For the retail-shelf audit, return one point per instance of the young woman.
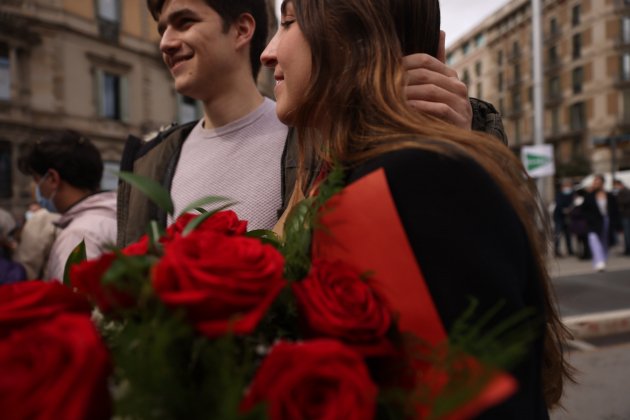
(464, 200)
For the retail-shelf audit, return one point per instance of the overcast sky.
(459, 16)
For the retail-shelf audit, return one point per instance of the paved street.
(597, 307)
(602, 389)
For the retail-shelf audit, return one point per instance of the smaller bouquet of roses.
(208, 320)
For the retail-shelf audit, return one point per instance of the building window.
(577, 78)
(108, 18)
(625, 29)
(553, 26)
(626, 106)
(577, 46)
(553, 56)
(478, 68)
(112, 95)
(555, 121)
(109, 10)
(517, 73)
(576, 116)
(575, 15)
(625, 66)
(188, 109)
(109, 181)
(554, 87)
(466, 78)
(5, 73)
(516, 49)
(517, 131)
(516, 100)
(479, 40)
(5, 169)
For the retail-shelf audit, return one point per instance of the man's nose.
(268, 57)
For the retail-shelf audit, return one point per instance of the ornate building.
(586, 59)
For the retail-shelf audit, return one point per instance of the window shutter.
(124, 99)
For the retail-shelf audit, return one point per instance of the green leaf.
(78, 255)
(152, 189)
(266, 236)
(155, 232)
(196, 205)
(194, 223)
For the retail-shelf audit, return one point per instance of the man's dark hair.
(74, 156)
(230, 10)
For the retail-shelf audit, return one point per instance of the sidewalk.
(593, 304)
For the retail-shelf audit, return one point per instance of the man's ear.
(54, 178)
(244, 26)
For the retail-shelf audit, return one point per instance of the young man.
(67, 169)
(238, 149)
(623, 200)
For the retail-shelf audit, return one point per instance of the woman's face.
(289, 55)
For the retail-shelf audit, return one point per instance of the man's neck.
(236, 102)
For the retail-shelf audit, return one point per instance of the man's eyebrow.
(162, 23)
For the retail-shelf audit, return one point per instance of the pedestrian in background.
(36, 239)
(623, 200)
(602, 217)
(67, 169)
(564, 205)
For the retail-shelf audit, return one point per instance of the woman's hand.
(434, 88)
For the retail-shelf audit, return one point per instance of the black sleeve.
(487, 119)
(469, 243)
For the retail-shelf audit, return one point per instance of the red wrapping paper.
(361, 226)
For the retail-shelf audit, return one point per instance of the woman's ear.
(245, 26)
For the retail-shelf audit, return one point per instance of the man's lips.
(175, 61)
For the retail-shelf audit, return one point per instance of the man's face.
(196, 49)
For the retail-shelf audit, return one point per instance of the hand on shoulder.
(434, 88)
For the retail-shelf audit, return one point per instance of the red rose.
(320, 379)
(335, 302)
(56, 369)
(225, 283)
(25, 302)
(225, 222)
(87, 277)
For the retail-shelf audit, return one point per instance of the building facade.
(586, 78)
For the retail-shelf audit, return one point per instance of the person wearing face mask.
(564, 205)
(36, 239)
(602, 218)
(67, 169)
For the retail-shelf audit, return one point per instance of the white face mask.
(45, 202)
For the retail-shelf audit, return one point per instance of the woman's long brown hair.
(355, 100)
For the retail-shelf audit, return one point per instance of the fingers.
(441, 111)
(425, 61)
(441, 54)
(441, 103)
(434, 88)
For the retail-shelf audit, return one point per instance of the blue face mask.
(46, 203)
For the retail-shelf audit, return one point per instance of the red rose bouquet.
(207, 320)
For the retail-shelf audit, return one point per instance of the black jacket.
(157, 159)
(468, 242)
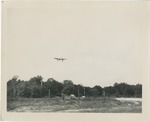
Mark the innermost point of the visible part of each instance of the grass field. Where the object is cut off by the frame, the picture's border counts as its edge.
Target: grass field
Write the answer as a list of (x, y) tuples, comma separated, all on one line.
[(98, 105)]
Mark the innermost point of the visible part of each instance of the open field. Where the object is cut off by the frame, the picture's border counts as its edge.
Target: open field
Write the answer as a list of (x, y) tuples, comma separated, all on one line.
[(97, 105)]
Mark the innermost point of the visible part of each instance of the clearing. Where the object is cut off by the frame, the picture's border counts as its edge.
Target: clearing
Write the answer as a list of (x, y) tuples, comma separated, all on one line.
[(97, 105)]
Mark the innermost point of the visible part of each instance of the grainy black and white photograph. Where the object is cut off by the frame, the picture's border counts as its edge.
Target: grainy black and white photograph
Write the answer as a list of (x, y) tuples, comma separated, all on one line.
[(75, 57)]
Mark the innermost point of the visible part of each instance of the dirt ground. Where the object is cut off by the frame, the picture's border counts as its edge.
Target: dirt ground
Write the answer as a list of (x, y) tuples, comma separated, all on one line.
[(97, 105)]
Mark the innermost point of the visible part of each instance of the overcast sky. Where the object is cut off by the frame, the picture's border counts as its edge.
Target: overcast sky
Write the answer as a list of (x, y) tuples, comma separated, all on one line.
[(103, 42)]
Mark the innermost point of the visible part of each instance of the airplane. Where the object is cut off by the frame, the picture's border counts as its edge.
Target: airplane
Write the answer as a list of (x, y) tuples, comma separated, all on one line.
[(60, 59)]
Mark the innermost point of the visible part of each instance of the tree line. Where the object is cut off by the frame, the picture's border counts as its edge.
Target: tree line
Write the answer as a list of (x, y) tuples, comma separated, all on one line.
[(37, 88)]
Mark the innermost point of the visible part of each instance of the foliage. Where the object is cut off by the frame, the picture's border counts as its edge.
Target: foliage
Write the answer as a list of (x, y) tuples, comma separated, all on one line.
[(37, 88)]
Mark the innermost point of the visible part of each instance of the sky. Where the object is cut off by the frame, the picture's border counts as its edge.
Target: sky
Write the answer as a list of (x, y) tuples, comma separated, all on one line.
[(103, 42)]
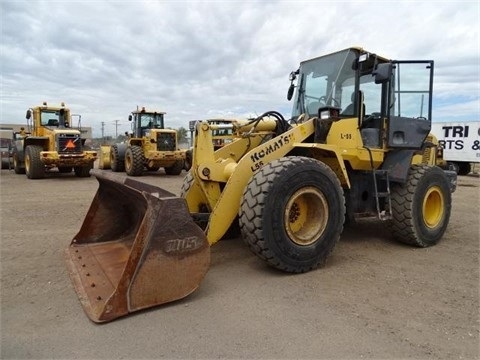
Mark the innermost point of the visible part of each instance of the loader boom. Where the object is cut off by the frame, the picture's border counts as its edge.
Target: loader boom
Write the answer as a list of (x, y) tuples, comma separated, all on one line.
[(225, 169)]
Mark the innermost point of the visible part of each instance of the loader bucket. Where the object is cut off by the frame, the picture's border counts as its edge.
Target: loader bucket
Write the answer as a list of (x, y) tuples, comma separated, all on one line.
[(138, 247)]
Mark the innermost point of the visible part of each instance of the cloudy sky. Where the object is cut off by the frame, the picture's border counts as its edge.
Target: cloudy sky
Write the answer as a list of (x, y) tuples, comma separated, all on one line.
[(208, 59)]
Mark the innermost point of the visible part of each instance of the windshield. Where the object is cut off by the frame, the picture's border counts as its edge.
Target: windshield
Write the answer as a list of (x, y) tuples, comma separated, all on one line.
[(50, 118), (151, 121), (324, 81)]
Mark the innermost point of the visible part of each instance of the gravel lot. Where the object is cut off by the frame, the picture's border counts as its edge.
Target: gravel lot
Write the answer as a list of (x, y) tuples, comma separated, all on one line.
[(374, 299)]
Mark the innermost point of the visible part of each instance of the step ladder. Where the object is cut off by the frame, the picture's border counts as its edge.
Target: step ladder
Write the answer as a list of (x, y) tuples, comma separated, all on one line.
[(383, 193)]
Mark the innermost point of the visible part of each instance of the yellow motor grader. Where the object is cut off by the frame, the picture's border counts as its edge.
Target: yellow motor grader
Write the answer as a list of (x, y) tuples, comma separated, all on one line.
[(149, 146), (357, 145), (51, 142)]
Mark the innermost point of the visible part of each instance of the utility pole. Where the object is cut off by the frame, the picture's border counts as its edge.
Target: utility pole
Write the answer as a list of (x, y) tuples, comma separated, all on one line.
[(116, 128)]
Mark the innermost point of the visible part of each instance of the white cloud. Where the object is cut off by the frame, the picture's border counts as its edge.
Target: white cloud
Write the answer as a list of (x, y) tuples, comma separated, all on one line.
[(204, 59)]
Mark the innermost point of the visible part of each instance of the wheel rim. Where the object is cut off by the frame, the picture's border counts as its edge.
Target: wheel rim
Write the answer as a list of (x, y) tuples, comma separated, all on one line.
[(306, 216), (433, 207)]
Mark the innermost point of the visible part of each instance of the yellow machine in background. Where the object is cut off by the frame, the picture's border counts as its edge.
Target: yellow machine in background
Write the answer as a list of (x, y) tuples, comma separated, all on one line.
[(51, 142), (149, 147), (357, 145)]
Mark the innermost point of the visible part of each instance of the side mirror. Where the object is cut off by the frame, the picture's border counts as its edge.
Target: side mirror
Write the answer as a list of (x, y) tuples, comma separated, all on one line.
[(383, 73)]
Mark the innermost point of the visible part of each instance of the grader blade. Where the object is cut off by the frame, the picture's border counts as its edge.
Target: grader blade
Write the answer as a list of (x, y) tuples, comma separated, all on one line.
[(138, 247)]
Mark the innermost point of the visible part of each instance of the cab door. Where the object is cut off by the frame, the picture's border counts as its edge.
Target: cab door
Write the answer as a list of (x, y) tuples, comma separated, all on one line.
[(410, 104)]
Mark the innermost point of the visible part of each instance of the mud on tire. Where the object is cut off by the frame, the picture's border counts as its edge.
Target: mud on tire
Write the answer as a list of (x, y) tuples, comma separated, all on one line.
[(421, 207), (134, 160), (292, 213)]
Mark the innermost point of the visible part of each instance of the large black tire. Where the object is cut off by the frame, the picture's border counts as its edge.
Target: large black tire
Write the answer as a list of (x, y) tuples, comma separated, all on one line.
[(175, 169), (34, 168), (82, 171), (292, 213), (134, 160), (18, 167), (421, 207), (117, 164)]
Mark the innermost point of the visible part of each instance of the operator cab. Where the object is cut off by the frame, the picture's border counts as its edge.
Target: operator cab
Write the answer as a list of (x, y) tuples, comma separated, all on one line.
[(392, 97), (144, 121)]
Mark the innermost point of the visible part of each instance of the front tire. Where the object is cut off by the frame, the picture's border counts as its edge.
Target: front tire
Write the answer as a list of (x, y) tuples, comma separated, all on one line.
[(134, 160), (421, 207), (82, 171), (34, 167), (292, 213)]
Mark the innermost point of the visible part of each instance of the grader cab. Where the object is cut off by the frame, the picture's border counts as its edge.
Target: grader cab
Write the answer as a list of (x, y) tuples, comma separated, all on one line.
[(288, 185)]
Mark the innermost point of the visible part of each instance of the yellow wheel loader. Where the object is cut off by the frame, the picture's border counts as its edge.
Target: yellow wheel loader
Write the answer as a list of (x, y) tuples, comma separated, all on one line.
[(51, 142), (358, 145), (149, 147)]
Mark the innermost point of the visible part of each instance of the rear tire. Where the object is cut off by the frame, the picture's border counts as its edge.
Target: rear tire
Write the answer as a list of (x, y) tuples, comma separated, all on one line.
[(464, 168), (117, 164), (64, 169), (421, 207), (292, 213), (34, 168), (134, 161)]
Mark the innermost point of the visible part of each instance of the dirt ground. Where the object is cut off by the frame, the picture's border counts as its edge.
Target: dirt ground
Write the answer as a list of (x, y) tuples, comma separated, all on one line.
[(375, 298)]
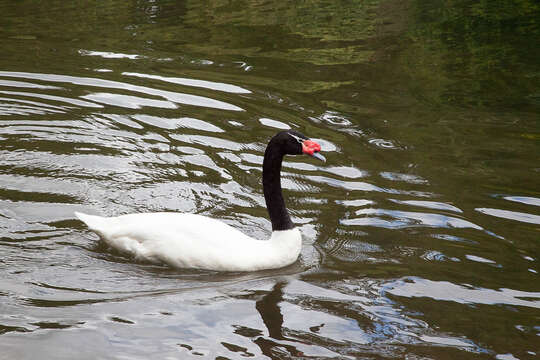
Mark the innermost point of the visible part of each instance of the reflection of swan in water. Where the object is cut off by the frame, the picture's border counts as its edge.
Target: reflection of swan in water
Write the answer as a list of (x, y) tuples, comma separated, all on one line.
[(268, 308)]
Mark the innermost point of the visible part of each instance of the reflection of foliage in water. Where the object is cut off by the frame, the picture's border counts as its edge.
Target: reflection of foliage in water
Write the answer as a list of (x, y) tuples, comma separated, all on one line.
[(475, 52), (317, 32)]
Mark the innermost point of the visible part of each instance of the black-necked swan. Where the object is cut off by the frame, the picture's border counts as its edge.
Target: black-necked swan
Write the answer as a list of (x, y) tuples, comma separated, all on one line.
[(194, 241)]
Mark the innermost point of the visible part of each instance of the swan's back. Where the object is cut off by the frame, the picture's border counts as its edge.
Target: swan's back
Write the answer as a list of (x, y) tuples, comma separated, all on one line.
[(194, 241)]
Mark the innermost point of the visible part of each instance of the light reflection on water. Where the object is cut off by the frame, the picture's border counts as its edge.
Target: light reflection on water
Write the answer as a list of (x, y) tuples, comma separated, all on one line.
[(394, 235)]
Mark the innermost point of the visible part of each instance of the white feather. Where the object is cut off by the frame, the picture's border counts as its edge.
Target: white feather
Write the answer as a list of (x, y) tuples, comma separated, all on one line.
[(194, 241)]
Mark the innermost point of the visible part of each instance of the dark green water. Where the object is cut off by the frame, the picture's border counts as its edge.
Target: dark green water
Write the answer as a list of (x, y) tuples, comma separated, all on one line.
[(421, 232)]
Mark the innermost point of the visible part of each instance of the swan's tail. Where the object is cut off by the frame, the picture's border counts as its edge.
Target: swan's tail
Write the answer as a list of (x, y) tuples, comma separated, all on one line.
[(94, 223)]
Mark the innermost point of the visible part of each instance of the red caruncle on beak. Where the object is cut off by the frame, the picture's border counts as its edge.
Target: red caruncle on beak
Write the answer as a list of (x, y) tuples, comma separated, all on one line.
[(310, 147)]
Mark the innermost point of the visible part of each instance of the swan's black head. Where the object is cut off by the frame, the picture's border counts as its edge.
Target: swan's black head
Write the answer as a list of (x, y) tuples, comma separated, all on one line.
[(294, 143)]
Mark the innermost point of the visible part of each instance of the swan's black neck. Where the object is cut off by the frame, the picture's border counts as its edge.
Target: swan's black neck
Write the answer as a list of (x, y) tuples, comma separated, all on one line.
[(279, 216)]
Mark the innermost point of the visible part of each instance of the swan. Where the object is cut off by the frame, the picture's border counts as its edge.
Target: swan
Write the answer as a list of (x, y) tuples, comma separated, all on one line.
[(185, 240)]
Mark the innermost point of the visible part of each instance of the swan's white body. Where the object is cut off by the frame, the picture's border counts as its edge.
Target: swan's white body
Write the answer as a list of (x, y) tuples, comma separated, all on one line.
[(194, 241)]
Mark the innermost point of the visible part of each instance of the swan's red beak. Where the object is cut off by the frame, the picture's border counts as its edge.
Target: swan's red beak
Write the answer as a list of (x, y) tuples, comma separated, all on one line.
[(311, 148)]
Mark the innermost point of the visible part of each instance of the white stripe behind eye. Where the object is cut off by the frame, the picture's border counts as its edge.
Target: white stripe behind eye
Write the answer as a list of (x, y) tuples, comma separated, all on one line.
[(300, 140)]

Required work – In the listing above, find every line with the word "open" and copy it.

Answer area –
Mark the innermost point of the visible part of each instance of the open field. Where the object is cut off by the frame, the picture's border counts as its edge.
Target: open field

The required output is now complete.